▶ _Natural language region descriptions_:
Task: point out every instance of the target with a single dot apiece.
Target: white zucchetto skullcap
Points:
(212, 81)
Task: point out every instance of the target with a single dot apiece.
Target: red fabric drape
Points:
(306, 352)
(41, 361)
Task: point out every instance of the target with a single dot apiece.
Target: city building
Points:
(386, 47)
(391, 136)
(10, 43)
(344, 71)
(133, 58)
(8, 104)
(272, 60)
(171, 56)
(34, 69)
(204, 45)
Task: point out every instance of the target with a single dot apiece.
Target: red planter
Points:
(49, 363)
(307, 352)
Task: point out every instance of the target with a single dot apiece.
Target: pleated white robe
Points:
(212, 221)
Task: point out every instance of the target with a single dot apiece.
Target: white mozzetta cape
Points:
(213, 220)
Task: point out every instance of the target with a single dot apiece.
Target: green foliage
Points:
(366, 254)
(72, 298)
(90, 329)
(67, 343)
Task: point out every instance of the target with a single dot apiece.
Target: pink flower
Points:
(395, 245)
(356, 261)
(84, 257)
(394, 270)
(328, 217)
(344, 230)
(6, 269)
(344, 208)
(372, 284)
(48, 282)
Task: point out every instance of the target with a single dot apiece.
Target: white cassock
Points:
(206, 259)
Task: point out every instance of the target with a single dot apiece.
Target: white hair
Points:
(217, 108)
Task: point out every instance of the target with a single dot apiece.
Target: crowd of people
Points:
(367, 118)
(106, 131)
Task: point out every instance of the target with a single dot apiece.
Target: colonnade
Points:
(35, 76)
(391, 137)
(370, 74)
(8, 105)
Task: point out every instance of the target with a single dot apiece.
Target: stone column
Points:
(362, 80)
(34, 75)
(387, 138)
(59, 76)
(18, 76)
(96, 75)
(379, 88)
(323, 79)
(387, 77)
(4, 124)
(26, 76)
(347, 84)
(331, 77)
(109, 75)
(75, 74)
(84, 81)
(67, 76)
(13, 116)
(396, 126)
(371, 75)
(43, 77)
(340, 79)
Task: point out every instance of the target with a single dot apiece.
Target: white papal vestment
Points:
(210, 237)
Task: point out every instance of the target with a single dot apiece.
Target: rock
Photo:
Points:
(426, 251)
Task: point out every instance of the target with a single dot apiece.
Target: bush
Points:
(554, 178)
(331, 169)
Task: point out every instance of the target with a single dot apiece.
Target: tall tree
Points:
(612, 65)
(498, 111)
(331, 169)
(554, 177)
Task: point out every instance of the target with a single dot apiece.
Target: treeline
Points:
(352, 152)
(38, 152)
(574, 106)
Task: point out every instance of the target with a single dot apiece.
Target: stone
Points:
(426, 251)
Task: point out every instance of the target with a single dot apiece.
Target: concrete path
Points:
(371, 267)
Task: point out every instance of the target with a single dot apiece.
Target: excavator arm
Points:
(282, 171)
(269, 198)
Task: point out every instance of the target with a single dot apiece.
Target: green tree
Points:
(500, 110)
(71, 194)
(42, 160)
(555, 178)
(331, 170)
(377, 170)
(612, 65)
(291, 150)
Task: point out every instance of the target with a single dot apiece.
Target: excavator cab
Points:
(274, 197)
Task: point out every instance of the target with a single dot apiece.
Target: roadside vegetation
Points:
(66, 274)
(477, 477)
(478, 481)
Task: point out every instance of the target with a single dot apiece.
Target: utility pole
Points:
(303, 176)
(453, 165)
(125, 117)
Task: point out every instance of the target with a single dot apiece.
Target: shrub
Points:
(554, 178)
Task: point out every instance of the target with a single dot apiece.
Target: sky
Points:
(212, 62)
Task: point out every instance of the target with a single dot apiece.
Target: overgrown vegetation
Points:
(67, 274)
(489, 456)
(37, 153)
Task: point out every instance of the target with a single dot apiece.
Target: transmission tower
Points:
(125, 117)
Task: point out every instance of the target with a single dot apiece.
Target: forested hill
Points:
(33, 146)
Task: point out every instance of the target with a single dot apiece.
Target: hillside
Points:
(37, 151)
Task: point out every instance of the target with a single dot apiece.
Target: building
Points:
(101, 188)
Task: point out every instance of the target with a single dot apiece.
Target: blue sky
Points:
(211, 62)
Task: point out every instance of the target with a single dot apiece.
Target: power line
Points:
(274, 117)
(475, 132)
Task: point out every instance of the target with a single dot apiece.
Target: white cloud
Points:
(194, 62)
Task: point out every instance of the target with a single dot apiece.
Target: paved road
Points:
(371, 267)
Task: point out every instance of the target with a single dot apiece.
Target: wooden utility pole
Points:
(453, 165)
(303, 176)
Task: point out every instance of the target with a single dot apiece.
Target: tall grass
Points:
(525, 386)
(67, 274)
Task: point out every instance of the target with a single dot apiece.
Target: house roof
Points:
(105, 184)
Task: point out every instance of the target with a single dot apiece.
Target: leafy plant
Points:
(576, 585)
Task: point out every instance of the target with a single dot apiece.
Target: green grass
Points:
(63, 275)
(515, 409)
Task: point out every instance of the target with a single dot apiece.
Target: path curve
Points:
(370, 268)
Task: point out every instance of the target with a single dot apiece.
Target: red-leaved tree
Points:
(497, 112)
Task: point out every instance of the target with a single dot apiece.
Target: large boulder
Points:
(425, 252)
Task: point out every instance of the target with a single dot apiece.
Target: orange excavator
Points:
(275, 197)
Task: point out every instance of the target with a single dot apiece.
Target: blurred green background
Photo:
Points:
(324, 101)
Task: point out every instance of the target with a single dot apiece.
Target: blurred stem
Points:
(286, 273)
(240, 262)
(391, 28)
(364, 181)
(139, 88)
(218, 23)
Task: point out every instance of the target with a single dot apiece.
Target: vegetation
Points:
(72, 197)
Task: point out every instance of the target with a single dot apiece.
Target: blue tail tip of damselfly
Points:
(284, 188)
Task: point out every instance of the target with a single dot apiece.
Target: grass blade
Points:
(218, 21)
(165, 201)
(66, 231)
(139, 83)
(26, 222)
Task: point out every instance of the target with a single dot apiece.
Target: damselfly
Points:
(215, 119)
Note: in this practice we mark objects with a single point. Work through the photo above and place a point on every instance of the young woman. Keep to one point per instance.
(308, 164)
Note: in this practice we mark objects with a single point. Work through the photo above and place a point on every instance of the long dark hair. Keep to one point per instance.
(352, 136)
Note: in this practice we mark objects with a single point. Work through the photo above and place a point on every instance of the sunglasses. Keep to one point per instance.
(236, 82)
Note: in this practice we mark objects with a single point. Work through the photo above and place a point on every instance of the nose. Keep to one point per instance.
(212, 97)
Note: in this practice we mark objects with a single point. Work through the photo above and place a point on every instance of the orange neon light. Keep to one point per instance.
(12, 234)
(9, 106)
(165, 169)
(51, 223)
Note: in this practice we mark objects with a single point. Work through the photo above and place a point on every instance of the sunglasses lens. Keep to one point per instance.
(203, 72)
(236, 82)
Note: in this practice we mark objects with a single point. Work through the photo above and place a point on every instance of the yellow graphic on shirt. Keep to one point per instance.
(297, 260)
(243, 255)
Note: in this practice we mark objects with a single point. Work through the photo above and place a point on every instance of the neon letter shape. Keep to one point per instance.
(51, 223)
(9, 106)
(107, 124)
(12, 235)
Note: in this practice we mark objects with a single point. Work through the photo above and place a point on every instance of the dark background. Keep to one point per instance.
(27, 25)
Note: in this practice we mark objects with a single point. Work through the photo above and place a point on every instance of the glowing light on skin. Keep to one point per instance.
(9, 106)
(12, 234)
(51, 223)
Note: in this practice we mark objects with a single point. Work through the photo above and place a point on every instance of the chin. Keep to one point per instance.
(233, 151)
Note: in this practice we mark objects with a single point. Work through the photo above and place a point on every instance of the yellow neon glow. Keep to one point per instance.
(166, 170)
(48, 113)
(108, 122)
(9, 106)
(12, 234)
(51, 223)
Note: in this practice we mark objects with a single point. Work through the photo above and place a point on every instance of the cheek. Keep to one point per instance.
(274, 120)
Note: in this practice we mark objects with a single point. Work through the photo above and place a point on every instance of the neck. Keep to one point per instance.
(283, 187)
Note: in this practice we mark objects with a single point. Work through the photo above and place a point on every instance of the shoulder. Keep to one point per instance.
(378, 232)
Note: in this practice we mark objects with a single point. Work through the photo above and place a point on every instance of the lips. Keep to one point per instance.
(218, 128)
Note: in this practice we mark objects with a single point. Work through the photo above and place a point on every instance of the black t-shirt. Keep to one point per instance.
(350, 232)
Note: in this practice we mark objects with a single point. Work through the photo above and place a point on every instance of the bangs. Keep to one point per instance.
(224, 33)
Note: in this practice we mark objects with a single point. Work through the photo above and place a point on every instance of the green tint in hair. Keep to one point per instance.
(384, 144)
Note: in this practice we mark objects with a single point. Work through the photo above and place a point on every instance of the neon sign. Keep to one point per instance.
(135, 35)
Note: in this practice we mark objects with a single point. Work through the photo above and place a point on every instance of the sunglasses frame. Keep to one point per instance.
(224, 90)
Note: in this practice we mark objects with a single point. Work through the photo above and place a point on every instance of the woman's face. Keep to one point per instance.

▶ _Your objective_:
Each line of the entries above that includes the string "utility" should be copied out.

▶ _Worked solution_:
Target: utility pole
Target: wooden utility pole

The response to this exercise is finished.